=== COMPLETE THE FOLLOWING ===
• 1. In the mailing-list message about compiler configuration, copy word for word the passage from "That is certainly" up to and including "gcc spec file.".
• 2. Continue the mailing-list message about compiler configuration, starting right after its last line.

=== SOURCE TEXT ===
---+---

That is certainly a downside, but to me it seems a worthwhile idea anyways.

Of course, this sort of thing starts to feel like a GCC spec file, and
those are totally craaaaaazy! But, since we don't need to make this be a
super-general system for configuring the behavior of EVERYTHING including
the way internal bits and pieces work together, I'd hope it's possible to
get away with a much simpler config system like the above, versus the much
greater complexity (and power) provided for in a gcc spec file.

On Wed, Oct 14, 2015 at 2:22 PM, Renato Golin via cfe-dev <
cfe-dev at lists.llvm.org> wrote:

> On 14 October 2015 at 18:23, C Bergström <cbergstrom at pathscale.com> wrote:
> > *some* default is already being decided.
>
> Yes, that's true. But here's the problem: In itself, it's true that
> you can do it that way. GCC is proof that is not only doable, but
> works "well" for their use case.

---+---

=== DATA ===
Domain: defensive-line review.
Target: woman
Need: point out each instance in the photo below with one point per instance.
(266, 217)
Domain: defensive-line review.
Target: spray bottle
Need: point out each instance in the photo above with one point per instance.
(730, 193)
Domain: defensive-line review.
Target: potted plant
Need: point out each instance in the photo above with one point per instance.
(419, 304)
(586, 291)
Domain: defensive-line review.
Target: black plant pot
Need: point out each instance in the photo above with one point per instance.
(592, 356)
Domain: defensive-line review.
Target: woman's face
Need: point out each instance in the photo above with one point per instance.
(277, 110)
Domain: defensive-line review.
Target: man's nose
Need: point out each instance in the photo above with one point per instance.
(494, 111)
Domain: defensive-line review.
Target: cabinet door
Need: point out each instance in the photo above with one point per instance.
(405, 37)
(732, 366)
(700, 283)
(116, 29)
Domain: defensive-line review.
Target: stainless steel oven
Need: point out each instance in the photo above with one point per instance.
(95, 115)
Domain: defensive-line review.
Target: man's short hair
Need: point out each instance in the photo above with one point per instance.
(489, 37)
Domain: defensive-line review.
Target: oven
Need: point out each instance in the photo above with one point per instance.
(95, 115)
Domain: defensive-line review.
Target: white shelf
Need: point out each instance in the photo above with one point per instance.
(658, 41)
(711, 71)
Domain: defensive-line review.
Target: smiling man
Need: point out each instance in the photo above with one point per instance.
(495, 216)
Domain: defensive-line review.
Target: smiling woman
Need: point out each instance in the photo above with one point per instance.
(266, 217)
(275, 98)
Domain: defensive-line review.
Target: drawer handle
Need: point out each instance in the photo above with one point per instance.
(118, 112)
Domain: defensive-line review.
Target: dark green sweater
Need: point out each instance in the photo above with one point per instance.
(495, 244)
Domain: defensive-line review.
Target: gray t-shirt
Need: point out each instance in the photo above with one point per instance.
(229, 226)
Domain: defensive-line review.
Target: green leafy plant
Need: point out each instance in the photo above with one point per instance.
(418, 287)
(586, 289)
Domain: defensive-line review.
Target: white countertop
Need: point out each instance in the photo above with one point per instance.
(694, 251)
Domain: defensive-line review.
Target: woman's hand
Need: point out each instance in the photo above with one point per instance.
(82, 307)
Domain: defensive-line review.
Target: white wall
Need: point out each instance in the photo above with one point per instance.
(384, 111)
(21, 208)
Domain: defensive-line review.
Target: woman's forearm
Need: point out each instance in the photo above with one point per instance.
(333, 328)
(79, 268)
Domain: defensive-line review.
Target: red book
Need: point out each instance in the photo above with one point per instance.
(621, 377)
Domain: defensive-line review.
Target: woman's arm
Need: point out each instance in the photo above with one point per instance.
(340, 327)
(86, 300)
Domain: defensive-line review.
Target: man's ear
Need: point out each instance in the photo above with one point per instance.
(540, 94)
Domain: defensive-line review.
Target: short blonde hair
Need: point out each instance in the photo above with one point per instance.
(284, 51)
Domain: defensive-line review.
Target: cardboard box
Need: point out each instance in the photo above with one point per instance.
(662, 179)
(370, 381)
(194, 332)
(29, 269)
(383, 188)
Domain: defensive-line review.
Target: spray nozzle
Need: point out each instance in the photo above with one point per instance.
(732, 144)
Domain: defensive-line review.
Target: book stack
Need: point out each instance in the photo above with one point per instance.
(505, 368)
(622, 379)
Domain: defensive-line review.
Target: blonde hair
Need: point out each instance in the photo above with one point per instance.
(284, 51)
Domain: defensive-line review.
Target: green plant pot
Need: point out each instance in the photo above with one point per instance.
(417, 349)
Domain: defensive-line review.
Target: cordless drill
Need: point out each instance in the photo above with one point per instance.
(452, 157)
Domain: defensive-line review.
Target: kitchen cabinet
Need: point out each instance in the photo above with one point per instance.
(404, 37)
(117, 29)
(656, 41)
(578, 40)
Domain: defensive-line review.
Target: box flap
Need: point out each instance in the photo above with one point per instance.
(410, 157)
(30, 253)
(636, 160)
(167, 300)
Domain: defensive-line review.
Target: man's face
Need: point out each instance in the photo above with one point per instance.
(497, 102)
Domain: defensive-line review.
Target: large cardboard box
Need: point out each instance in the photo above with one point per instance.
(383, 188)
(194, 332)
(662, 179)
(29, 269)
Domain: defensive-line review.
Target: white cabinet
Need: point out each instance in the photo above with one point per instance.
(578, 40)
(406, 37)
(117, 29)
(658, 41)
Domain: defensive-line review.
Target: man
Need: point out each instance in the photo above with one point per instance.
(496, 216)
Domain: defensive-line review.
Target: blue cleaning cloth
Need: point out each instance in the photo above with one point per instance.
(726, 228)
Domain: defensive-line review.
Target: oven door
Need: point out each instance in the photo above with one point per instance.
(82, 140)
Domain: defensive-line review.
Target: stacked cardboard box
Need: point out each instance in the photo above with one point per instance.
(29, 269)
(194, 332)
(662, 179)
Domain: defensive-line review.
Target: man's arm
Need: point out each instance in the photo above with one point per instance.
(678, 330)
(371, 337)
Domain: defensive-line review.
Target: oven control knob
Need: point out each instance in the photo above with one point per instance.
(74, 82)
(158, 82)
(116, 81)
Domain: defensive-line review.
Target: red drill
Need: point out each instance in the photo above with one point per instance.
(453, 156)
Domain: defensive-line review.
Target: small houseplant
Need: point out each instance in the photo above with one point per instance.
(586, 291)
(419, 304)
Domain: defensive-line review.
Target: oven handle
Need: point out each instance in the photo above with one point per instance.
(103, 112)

---+---

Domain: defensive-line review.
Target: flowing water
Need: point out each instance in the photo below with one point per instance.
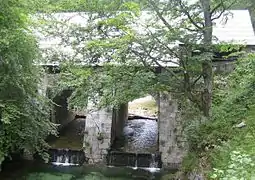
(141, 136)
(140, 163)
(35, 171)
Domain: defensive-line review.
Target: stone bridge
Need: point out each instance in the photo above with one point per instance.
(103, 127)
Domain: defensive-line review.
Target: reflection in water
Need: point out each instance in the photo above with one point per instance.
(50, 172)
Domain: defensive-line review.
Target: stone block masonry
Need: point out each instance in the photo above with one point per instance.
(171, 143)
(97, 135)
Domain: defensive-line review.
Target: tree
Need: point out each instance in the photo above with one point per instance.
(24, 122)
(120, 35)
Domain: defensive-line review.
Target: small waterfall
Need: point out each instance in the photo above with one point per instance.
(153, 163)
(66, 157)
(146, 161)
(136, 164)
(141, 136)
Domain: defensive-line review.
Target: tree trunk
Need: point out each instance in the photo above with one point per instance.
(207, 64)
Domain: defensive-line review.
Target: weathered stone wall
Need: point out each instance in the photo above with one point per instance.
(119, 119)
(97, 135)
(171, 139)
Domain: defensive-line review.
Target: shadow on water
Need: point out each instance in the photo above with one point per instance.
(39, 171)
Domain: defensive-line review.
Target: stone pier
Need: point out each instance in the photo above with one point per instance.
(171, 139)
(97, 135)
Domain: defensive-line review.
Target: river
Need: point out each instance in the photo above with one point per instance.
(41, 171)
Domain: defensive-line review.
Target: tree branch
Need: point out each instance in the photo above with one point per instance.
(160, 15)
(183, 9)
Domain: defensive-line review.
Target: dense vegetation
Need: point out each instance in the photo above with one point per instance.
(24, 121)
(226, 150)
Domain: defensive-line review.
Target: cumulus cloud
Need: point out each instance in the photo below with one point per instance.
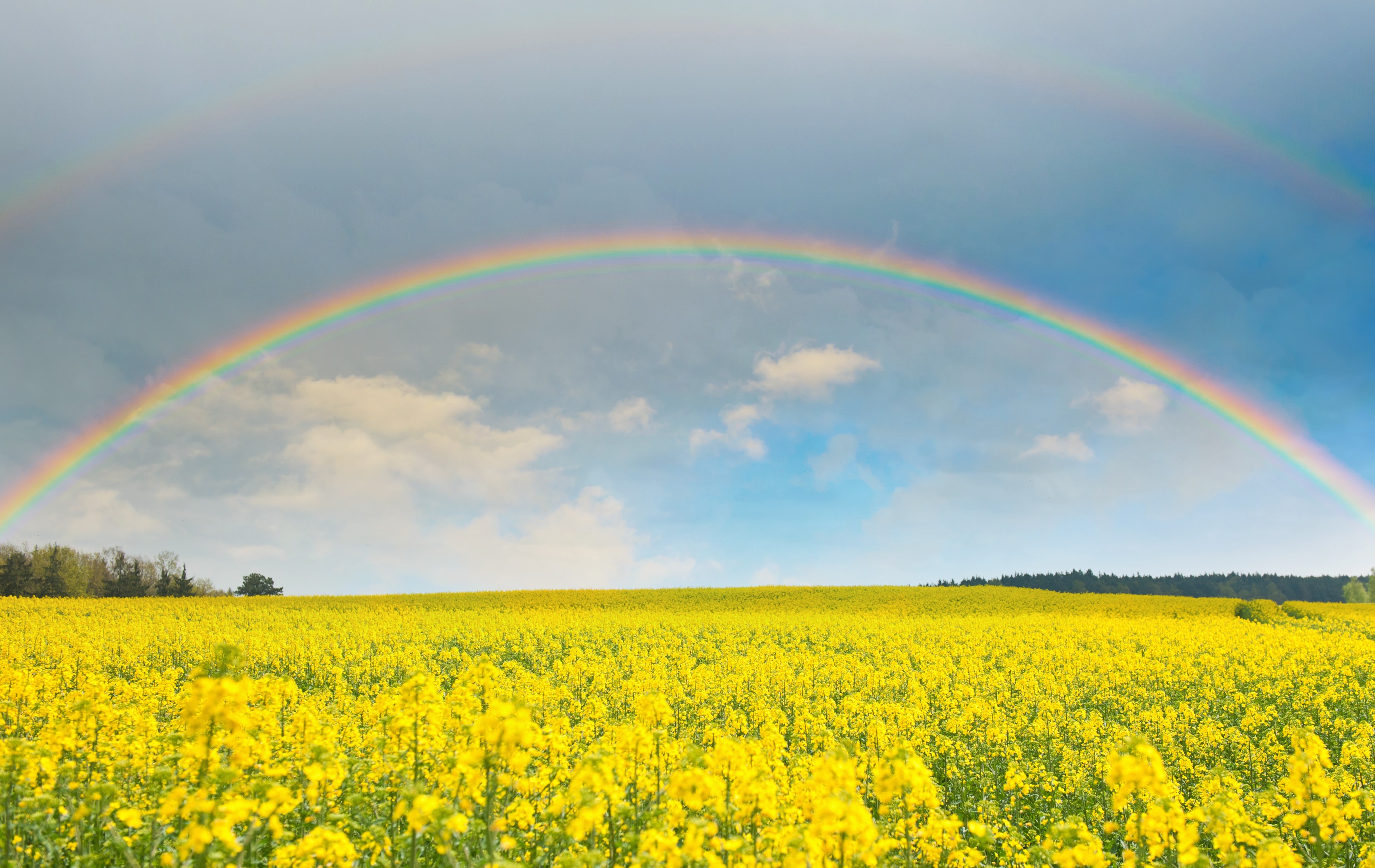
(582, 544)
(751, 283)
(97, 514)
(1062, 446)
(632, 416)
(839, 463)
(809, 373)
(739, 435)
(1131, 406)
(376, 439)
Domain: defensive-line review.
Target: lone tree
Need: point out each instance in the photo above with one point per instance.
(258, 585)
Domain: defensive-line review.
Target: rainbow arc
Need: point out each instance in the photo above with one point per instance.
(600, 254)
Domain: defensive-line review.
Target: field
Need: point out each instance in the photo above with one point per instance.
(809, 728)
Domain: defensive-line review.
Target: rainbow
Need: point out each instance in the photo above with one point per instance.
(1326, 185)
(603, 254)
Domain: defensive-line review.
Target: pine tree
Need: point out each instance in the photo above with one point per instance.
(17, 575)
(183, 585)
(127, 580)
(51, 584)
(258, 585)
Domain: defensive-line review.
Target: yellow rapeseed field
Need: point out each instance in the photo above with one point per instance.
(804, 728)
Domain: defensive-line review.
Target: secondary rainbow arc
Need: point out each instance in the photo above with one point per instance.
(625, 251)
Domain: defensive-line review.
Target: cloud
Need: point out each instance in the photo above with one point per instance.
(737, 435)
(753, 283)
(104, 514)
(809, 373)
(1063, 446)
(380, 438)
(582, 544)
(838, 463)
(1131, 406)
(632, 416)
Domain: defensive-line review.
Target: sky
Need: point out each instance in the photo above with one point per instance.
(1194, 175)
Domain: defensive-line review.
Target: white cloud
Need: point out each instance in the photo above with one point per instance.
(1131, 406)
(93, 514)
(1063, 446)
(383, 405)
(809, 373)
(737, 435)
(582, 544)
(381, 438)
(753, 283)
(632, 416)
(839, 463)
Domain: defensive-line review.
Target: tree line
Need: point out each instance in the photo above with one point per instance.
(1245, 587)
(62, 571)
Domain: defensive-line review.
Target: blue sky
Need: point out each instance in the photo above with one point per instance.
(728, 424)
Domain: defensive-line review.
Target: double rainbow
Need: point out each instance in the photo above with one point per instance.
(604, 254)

---+---

=== ANSWERS TO EACH TASK ===
• 1.
That is certainly a downside, but to me it seems a worthwhile idea anyways.

Of course, this sort of thing starts to feel like a GCC spec file, and
those are totally craaaaaazy! But, since we don't need to make this be a
super-general system for configuring the behavior of EVERYTHING including
the way internal bits and pieces work together, I'd hope it's possible to
get away with a much simpler config system like the above, versus the much
greater complexity (and power) provided for in a gcc spec file.

• 2.
>
> But Clang's design, and LLVM overall is that the back-ends are not
> special, nor should have a direct relationship with any specific
> front-end. Another core design is that LLVM is a library, and as such,
> should be used where possible to avoid code duplication and wrong
> decision making.
>
> In *many* cases, this is broken in Clang's driver. The fact that Clang
> has a different mechanism to infer about the targets is the worse of
> them, IMO. This is what changes to the Triple, parsers, Tuple are
> trying to solve, and they are orthogonal to this issue. The second
> worse (in my book), is that the mechanism for choosing libraries is
> completely broken. Choosing the default doesn't fix that, just covers
> it up, but lets have it as a poor man's fix for a complex problem.
>
> There are two proposals, and the cut is not perfectly clear, but good
> enough for me. I explain:
>
> 1. Make Time Selection: Stick some CMake magic like GCC and simplify
> the default-selecting mechanism.
>   - Pros: very simple to implement, very efficient in LOCs vs.
> functionality, low impact on existing builds
>   - Cons: need to duplicate the testing matrix (I don't want to break
> your stuff), steers away from one of Clang's core design decisions
> (see above)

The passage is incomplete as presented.